• Task data
-- -- --
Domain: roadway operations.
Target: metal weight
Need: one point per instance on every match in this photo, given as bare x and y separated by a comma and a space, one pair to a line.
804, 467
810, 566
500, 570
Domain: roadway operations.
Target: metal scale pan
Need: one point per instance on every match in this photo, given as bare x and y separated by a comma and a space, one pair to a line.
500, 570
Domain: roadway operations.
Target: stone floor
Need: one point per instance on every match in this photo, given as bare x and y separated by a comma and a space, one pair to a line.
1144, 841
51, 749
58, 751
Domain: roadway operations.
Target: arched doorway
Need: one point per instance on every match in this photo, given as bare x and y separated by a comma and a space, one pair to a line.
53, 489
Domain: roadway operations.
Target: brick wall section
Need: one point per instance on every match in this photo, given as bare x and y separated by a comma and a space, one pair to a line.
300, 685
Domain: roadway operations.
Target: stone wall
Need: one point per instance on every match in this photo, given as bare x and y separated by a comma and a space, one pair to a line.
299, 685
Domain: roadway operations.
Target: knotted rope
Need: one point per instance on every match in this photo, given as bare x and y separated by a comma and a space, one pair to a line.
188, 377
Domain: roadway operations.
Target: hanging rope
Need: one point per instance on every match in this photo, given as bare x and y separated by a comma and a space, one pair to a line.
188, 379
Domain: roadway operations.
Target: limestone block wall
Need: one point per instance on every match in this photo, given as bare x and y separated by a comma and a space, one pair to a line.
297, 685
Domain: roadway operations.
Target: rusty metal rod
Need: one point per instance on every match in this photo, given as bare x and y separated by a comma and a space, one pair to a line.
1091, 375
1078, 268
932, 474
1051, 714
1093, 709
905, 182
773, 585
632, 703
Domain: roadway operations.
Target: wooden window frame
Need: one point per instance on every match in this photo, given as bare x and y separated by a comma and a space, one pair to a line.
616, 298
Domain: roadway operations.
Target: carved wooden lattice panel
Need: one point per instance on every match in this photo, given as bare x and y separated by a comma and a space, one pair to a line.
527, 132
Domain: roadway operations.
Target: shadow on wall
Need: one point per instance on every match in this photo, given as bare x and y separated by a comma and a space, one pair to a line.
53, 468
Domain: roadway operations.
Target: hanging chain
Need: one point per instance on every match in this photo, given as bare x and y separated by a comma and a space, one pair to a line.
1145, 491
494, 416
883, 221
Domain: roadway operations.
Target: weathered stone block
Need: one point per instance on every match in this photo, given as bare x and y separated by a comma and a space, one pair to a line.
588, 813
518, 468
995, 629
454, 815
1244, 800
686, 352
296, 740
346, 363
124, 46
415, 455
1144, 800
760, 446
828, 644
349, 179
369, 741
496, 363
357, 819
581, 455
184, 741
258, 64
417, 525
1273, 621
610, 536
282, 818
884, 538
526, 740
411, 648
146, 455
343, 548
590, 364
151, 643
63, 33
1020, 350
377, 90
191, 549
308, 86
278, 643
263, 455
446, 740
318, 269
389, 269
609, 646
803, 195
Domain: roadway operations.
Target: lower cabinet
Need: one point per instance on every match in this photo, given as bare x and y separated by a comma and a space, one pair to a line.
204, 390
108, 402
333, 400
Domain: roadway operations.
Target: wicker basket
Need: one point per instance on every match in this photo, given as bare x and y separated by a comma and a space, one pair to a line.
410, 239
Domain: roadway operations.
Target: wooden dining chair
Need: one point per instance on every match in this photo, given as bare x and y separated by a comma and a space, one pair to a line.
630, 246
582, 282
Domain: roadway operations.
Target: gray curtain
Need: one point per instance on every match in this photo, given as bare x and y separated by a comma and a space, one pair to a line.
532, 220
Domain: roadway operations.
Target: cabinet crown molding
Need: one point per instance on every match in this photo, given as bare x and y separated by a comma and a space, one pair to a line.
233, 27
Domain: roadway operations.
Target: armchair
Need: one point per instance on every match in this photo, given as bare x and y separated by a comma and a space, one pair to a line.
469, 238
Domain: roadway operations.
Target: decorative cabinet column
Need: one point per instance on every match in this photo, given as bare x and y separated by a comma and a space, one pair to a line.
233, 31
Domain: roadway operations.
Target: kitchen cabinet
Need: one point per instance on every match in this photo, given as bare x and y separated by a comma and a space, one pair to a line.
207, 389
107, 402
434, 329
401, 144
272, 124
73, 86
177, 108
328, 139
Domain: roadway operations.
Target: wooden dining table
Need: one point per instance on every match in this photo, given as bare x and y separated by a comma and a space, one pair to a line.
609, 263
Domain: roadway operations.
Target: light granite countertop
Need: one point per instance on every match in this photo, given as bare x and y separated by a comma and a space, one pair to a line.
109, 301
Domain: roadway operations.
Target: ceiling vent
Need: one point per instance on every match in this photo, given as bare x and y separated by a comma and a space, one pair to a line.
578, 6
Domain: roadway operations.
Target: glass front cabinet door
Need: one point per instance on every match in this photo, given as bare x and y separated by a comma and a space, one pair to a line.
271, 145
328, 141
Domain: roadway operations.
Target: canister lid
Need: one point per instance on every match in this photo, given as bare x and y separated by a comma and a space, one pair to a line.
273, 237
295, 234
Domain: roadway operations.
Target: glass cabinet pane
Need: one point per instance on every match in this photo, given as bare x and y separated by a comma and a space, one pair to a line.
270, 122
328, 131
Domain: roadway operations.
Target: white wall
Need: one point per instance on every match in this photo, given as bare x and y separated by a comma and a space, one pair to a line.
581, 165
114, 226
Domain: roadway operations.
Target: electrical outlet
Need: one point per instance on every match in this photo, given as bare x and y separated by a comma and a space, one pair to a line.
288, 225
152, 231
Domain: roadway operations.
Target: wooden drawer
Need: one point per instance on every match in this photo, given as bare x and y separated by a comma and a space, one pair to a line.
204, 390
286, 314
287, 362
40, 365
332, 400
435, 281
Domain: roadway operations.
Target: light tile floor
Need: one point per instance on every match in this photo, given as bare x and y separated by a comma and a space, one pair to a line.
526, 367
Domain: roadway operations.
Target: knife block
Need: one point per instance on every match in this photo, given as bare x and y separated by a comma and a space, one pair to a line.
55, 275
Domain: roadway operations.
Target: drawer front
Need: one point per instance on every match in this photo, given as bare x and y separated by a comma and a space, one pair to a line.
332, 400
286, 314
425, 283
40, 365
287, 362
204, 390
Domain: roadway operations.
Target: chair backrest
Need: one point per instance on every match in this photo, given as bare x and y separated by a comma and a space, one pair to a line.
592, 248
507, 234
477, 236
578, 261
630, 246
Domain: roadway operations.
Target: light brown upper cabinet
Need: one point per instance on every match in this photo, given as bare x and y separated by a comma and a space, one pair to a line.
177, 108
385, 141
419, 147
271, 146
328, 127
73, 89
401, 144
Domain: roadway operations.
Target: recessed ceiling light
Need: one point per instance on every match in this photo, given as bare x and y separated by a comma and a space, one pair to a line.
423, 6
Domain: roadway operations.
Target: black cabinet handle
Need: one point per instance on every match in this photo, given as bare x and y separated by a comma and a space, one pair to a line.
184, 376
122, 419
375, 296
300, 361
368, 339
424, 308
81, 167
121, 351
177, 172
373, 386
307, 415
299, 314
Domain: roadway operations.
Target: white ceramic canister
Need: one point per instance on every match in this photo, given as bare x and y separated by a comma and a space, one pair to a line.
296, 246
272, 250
-- -- --
• Work required
The expected response is the full set of records, reproduced exactly.

• Output
Domain: roadway operations.
Target: metal weight
Need: one point per instance on every match in this photo, given as bare x and y separated by a comma and a space, one pair to a line.
804, 467
810, 566
500, 570
Domain: roadway operations.
Target: metal scale pan
Need: one point per instance on every match in this photo, given as bare x and y separated by a comma and a space, one pair to a line.
500, 570
Domain: roadway operations.
Target: stone floor
Need: one point per instance on every match in this photo, given as bare x and y separated by a comma and a space, one pair to a line.
1144, 841
51, 749
58, 751
Domain: roadway operations.
Target: arched doorway
Need: one point per instance on every match in this photo, given as bare x and y separated by a comma and a space, one pair to a line.
53, 489
Domain: roadway operations.
Target: brick wall section
Need: one point per instance on every match in this photo, given as bare x and y separated by a comma and a space, one pair to a line.
300, 685
Domain: roadway operations.
Target: stone wall
Need: one point per instance on every match in this photo, given as bare x and y separated by a comma and a space, one pair to a line.
299, 685
Domain: roadway operations.
Target: knotted rope
Need: one point per instance on every match in this photo, given as bare x and y separated by a comma and a space, one pair to a line.
188, 377
Domain: roadway operations.
Target: hanging rope
Need: one point per instance on every match in this photo, given as bare x and y separated by a comma and a space, one pair to a line.
188, 379
Domain: roadway operations.
Target: limestone block wall
Need: one point per instance on every match in this photo, given as bare x and y separated by a comma and a space, one pair to a line.
297, 685
Domain: roadway operations.
Target: rusty metal rod
Need: one point per instance on every match in this photo, given as bare x and y separated by a comma and a space, one pair to a line.
1091, 375
1078, 268
932, 474
1051, 714
1093, 709
905, 182
773, 585
632, 703
Domain: roadway operations.
Target: wooden window frame
Need: one point per instance on every match in this photo, given as bare x and y separated by a comma and a space, one pair to a line.
616, 298
Domain: roadway operations.
Target: carved wooden lattice panel
Need: one point per instance on every match in this photo, given as bare x and y separated by a comma and a space, one pair to a line.
527, 132
Domain: roadway operations.
Target: shadow on wall
Need: one point per instance on every match in this photo, given as bare x and y separated by a comma and a space, one pair to a line.
53, 468
Domain: roadway operations.
Target: hanging chain
Need: one point per instance on every match in this photo, given as bare x and y separated by a comma and a space, one pair to a line.
1145, 491
494, 416
883, 221
Domain: roadway operations.
Target: weathered stone block
Need: one point per instance on every match in this photo, given as bare x and y separated by a comma and a space, one pair to a line.
588, 813
518, 468
995, 629
454, 815
1244, 800
686, 352
296, 740
346, 363
124, 46
415, 455
1144, 800
760, 446
828, 644
349, 179
369, 741
496, 363
357, 819
581, 455
184, 741
258, 64
417, 525
1273, 621
610, 536
282, 818
884, 538
526, 740
411, 648
146, 455
343, 548
590, 364
151, 643
63, 33
1020, 350
377, 90
191, 549
308, 86
278, 643
263, 455
446, 740
318, 269
389, 269
609, 646
803, 195
Domain: roadway operations.
Target: lower cabinet
Need: one point per instance on every match in this photo, given as bare x and y separated by a comma and a space, one pair to a line.
204, 390
108, 402
333, 400
Domain: roadway operations.
Target: wicker basket
Need: one point per instance on every match in this photo, given as bare x and y separated by a comma and a space, one pair to a line.
410, 239
Domain: roadway operations.
Target: wooden dining chair
Need: one point per instance on every match in this photo, given as bare x and y separated by a comma and a space, one pair to a line.
630, 246
582, 282
Domain: roadway operations.
Target: gray curtain
Need: one point per instance on every match in this photo, given as bare x and y separated by a comma and a space, one pair to a line.
532, 220
Domain: roadway operations.
Target: cabinet crown molding
Need: one point per instance on every match in this photo, given as bare x and y separated by a comma and a space, one pair to a line.
233, 27
Domain: roadway operations.
Target: armchair
Need: one point per instance on every match in this photo, given as bare x and y separated by a comma and a space, one pair to a line.
469, 238
Domain: roadway operations.
Target: decorative cabinet column
Need: one point per instance on every match in this photo, given as bare x and y separated by a comma and a space, one pair to a line.
233, 31
Domain: roadway operations.
Target: kitchen cabinet
Need: one point per instance on every match in this photo, given as bare x and y separated by a comma and a space, one pair to a line.
207, 389
107, 402
434, 329
401, 144
272, 124
73, 86
177, 108
328, 139
Domain: roadway operations.
Target: wooden dining table
Need: one point per instance on every match in this photo, given as bare x and y separated by a comma and a space, one pair to a line.
609, 263
Domain: roadway operations.
Target: light granite countertop
Need: one point per instance on every match in this photo, given as bare x and y separated by a comma and a space, one pair to a line.
109, 301
Domain: roadway operations.
Target: ceiling vent
Need: one point per instance on every match in this photo, given as bare x and y separated by a comma and a space, one pair to a line.
578, 6
Domain: roadway operations.
Target: glass front cabinet door
Need: one point per instance on every match in this photo, given as bare x and y separated by a comma and a space, one pair to a line.
271, 145
328, 141
Domain: roadway operations.
Target: canister lid
Need: one point per instance on every match in this photo, given as bare x and y separated by a comma and a space, one pair to a line.
273, 237
295, 234
Domain: roadway operations.
Target: glass cabinet pane
Need: one point per instance on every match in this photo, given as bare x and y separated by a comma and a space, one pair to a line.
270, 122
328, 131
Domain: roadway operations.
Target: white wall
Need: one point per instance on every match in this photo, given as bare x and y separated by a comma and a space, one pair to a line.
581, 165
114, 226
Domain: roadway operations.
Target: electrical outlet
Need: one point per instance on every match in this photo, given as bare x and y separated by a comma and a space, one pair to a line.
288, 225
152, 231
Domain: roadway operations.
Target: wooden drawer
Need: one point per instance on every match in this photo, given as bare x and y separated by a comma and a space, one pair to a line.
204, 390
286, 314
287, 362
40, 365
332, 400
435, 281
Domain: roadway operations.
Target: light tile floor
Need: one point per instance on every match in this photo, given as bare x and y separated by a comma and a space, one pair to a line.
526, 367
Domain: roadway operations.
Target: knife block
Need: one point per instance on every match in this photo, given as bare x and y separated by a comma and a space, one pair to a line.
55, 275
Domain: roadway operations.
Target: drawer front
Need: one point per instance on every match in this photo, given as bare x and y separated by a comma and a space, one pair to a line.
332, 400
286, 314
425, 283
40, 365
287, 362
204, 390
Domain: roadway operations.
Target: chair backrest
Need: one point per instance on every match in this photo, given as bare x and y separated by a comma and a space, one pair to a line.
592, 248
507, 234
477, 236
578, 261
630, 246
Domain: roadway operations.
Target: light brown upper cabinet
Need: one point per instance on every match in this photo, given as bare x and y separated by a comma and a space, one pair to a line.
177, 108
385, 141
419, 147
271, 146
328, 127
73, 89
401, 144
Domain: roadway operations.
Target: recessed ceiling light
Need: one point per instance on every match in this photo, given as bare x and y separated by a comma and a space, one pair to a line.
423, 6
Domain: roadway operations.
Target: black cabinet handle
Need: one point per instance on every match in this photo, given as bare x and y separated by a comma and a space, one pair to a line.
184, 376
122, 419
375, 296
300, 361
368, 339
424, 308
81, 167
121, 351
177, 172
373, 386
307, 415
299, 314
Domain: roadway operations.
Target: white ceramic canister
Need: one point per instance on every match in this photo, given as bare x and y separated by a comma and a space, one pair to a line.
296, 246
272, 250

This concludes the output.